Data shown:
'''

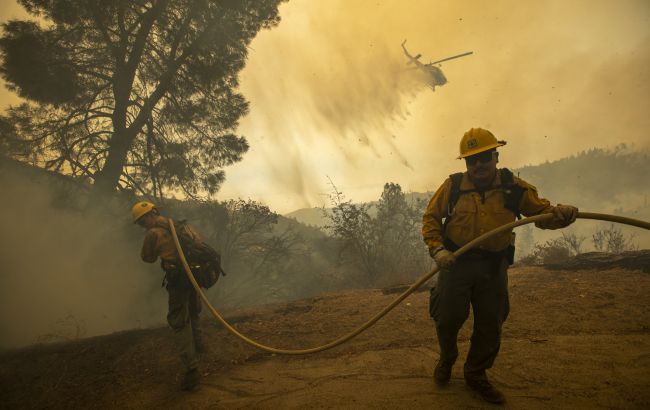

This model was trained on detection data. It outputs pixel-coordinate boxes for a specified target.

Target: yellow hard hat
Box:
[458,128,506,159]
[131,201,158,223]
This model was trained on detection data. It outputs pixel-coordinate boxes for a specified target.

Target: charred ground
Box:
[0,267,650,409]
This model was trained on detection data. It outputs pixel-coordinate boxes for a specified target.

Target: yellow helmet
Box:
[131,201,158,223]
[458,128,506,159]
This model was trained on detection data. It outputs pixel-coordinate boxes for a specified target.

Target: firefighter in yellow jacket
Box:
[422,128,578,403]
[132,202,205,390]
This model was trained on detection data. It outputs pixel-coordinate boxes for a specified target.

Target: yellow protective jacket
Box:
[140,215,200,268]
[422,170,562,252]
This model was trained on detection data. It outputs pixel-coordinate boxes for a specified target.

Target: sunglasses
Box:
[465,151,496,165]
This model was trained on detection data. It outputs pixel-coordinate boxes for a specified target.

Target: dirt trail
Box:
[0,267,650,409]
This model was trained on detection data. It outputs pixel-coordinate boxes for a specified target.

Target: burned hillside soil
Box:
[0,267,650,409]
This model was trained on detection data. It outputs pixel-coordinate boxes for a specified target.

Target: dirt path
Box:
[0,268,650,409]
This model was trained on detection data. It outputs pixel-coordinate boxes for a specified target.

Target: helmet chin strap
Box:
[468,169,497,189]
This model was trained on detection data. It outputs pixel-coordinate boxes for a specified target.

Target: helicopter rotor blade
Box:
[427,51,474,65]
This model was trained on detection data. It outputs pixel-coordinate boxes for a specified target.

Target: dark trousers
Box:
[167,272,201,370]
[430,257,510,378]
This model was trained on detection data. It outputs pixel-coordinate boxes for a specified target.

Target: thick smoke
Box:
[222,0,650,211]
[0,168,166,348]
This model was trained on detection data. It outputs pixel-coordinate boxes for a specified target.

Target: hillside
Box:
[0,267,650,409]
[285,145,650,246]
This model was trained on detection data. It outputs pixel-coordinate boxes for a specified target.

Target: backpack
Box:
[442,168,527,264]
[167,221,226,289]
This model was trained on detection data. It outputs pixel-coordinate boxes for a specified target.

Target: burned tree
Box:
[0,0,281,203]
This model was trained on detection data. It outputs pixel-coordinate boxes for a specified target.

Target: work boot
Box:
[465,377,506,404]
[433,360,451,386]
[181,369,201,391]
[194,339,205,354]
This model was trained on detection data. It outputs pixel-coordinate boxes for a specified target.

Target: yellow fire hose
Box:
[169,212,650,355]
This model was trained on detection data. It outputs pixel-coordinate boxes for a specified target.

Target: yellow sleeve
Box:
[140,229,158,263]
[515,177,563,229]
[422,178,451,249]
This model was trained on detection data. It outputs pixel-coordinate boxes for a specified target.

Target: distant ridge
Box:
[284,144,650,227]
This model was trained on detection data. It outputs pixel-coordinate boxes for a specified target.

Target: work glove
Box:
[553,204,578,227]
[429,248,456,269]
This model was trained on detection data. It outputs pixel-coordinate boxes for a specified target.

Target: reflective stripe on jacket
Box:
[422,170,560,252]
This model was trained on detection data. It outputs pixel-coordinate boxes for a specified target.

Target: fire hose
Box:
[169,212,650,355]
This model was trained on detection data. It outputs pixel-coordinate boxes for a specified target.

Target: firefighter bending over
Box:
[132,202,205,390]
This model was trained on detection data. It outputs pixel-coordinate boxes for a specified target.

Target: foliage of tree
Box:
[519,232,587,265]
[324,183,430,285]
[0,0,281,202]
[592,224,638,253]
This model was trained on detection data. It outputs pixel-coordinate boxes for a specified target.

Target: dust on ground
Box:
[0,267,650,409]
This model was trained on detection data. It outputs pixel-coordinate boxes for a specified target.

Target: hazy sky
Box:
[0,0,650,213]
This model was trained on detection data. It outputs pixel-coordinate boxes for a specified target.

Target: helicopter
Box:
[402,40,473,91]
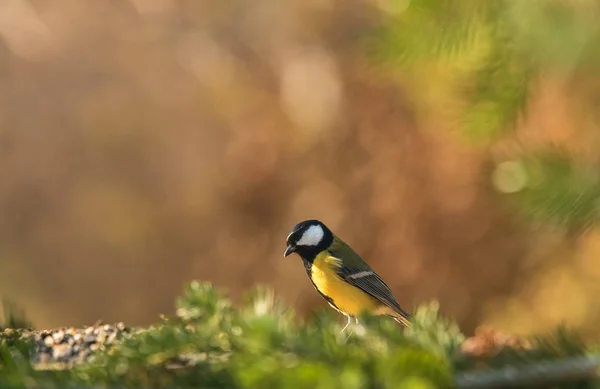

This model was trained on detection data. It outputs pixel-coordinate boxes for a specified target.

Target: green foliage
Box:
[0,282,596,389]
[494,150,600,230]
[368,0,600,230]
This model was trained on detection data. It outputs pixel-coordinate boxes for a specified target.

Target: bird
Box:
[283,219,411,332]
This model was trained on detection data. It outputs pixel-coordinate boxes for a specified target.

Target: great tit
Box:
[284,219,411,332]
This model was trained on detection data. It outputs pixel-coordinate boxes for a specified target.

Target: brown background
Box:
[0,0,600,333]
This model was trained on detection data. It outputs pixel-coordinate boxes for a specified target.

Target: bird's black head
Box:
[283,219,333,262]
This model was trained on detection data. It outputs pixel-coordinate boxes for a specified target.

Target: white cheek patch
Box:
[296,225,325,246]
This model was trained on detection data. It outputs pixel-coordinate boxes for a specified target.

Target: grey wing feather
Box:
[339,267,410,320]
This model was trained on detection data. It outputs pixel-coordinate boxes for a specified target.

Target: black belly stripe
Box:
[302,260,341,312]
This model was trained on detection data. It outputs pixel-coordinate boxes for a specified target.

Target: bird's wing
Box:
[338,267,410,320]
[328,237,411,322]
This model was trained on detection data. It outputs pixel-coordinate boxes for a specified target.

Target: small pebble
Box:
[0,322,130,369]
[52,330,65,344]
[44,336,54,347]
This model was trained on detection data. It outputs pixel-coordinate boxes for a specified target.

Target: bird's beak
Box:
[283,244,296,257]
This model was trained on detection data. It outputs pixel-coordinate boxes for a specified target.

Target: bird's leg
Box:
[342,315,352,332]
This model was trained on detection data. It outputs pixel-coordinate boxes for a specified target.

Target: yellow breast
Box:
[311,252,381,315]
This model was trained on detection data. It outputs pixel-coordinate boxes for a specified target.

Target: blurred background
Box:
[0,0,600,334]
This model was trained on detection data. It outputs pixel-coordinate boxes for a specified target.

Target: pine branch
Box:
[455,354,600,389]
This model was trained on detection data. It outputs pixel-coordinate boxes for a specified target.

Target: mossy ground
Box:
[0,282,594,389]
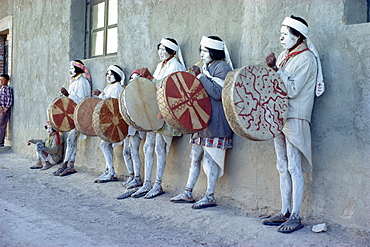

'''

Work instructions:
Rescale the entries from the start through the line containing "[468,169,497,189]", repeating every line, with only the box coordinates changed: multiply each by 1.65 and round to a whole number, halves up. Leave out the pictures.

Result of this exercise:
This model was trained on detection data. It outputs pixel-coordinate boxes for a specified target.

Target: yellow hard hat
Box:
[756,211,835,262]
[216,332,261,368]
This model was trained on detection data. It outputs pixel-coordinate boxes for a specified target.

Target: charred ground
Box:
[0,441,1073,675]
This model was trained on detection data. It outputs pixel-coordinate boxes for a specified target.

Target: yellow helmet
Box:
[216,332,261,368]
[756,211,835,262]
This model was trained on detection data. It outputs pixel-coordinate boxes for a specified target.

Target: firefighter in yellow jacket
Box:
[696,211,954,665]
[218,333,338,644]
This model was trained on detection data. It outputs pixel-coordinate boxes for a specified target.

Target: yellow protective jacket
Box:
[231,355,330,442]
[696,281,927,416]
This model was trained on detection data. It outputs pixel-coordinate boxes for a specified target.

Target: sunglasses
Box:
[767,249,818,272]
This model was trained on detection data. It outputs pixel-coordinate boxes for a specified target.

Target: dirt trail
Box:
[0,441,1073,675]
This model was trained on detection data. It outputs pixel-coordinate boxes for a specified target.

Target: burned hillside soil
Box:
[0,441,1073,675]
This model was trained on detection data. It outputs pixel-coordinate boxes for a specified target.

Target: dirt path
Box:
[0,442,1073,675]
This model was trained on detection data. It outputs pixel-coordinate boxes for a specified target.

Target: helmet chin strap
Box:
[772,279,820,312]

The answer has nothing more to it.